• **Short task**: Copy the listing below word for word, but leave out the pictures.

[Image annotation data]
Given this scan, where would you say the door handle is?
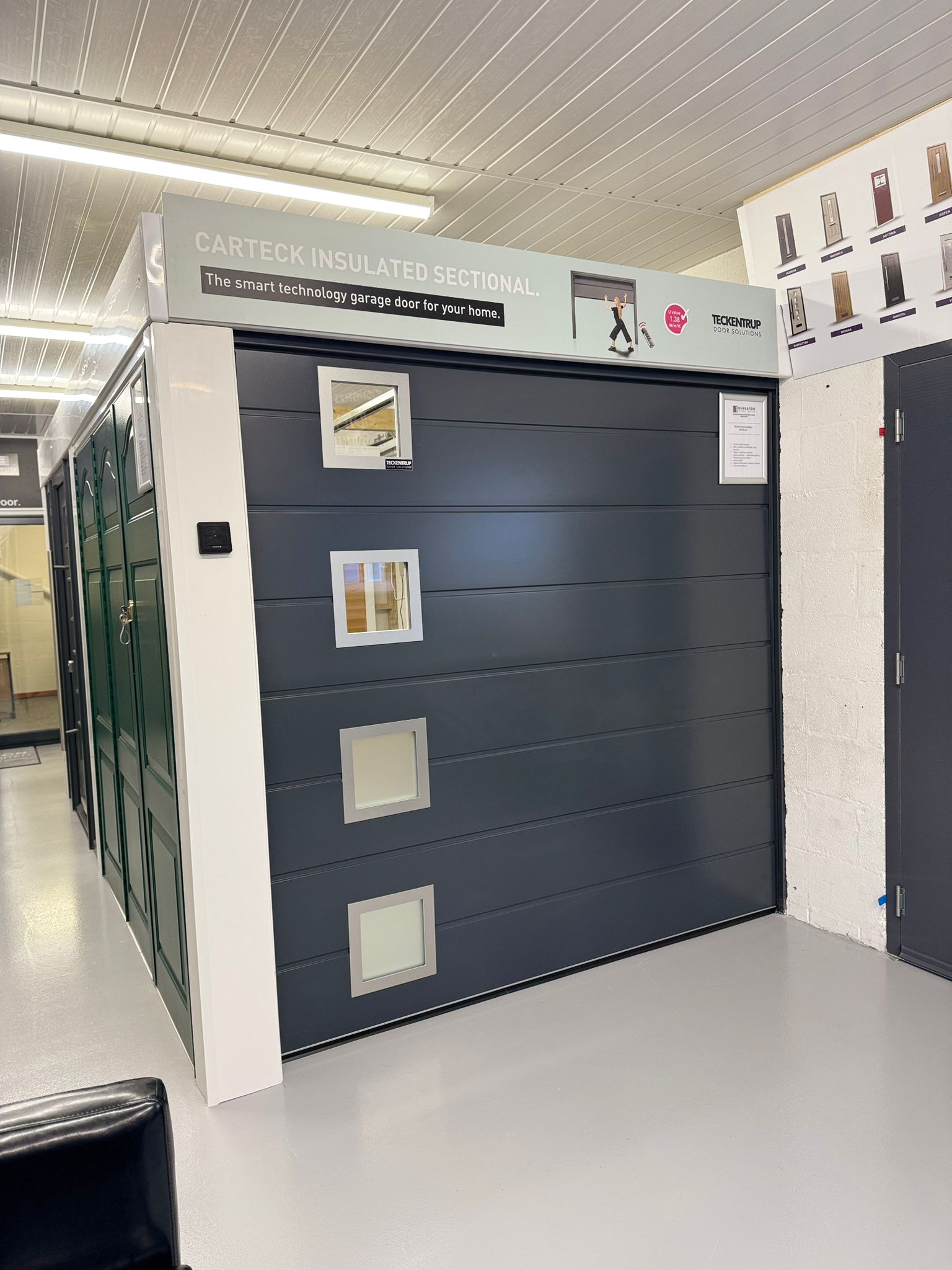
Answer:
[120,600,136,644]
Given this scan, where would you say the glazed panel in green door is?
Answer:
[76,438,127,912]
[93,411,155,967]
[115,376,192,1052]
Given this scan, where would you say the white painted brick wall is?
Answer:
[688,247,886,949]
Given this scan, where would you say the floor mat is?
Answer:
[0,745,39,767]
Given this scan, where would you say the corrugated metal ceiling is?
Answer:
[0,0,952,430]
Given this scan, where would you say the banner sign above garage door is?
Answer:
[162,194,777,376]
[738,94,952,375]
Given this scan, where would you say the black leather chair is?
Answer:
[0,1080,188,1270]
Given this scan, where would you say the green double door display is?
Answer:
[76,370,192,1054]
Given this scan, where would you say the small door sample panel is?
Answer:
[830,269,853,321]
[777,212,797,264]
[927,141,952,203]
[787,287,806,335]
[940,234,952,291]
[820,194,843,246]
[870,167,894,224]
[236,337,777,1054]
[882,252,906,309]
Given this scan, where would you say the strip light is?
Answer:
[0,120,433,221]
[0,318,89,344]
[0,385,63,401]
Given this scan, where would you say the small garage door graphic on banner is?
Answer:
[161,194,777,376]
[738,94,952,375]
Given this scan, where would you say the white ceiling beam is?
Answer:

• **Full response**:
Given this scan, where would you say the door handle is?
Answer:
[120,600,136,644]
Given this scan, where would you say the glazed panel in green door is?
Answer:
[76,438,127,912]
[93,411,155,967]
[115,376,192,1052]
Given this scan, where would you say the white painted brick wall is?
Answer:
[688,247,886,949]
Given this scan, where would you say the floor mat is?
Answer:
[0,745,39,767]
Given this scan, where would you say the corrugated metal ceiling is?
Answer:
[0,0,952,430]
Given this scan, where would you say the banner sign above garage door is?
Answer:
[162,194,777,376]
[738,94,952,375]
Given this scan, where would you say the black leather chair is?
Answer:
[0,1080,188,1270]
Given this scan, where would you say the green double door display is?
Answer:
[76,370,192,1054]
Given this scan, where would you say the small door sample panel is?
Answer:
[830,269,853,321]
[777,212,797,264]
[927,141,952,203]
[787,287,806,335]
[940,234,952,291]
[820,194,843,246]
[870,167,894,224]
[236,337,777,1054]
[882,252,906,309]
Given this scan, where would you say the strip light is?
Answer:
[0,120,433,221]
[0,318,89,344]
[0,385,63,401]
Given this scan, where would you say the small garage door graphic on banner is?
Answer:
[161,194,777,376]
[738,94,952,375]
Given this scan, where would you say the white ceiling beam is?
Answer:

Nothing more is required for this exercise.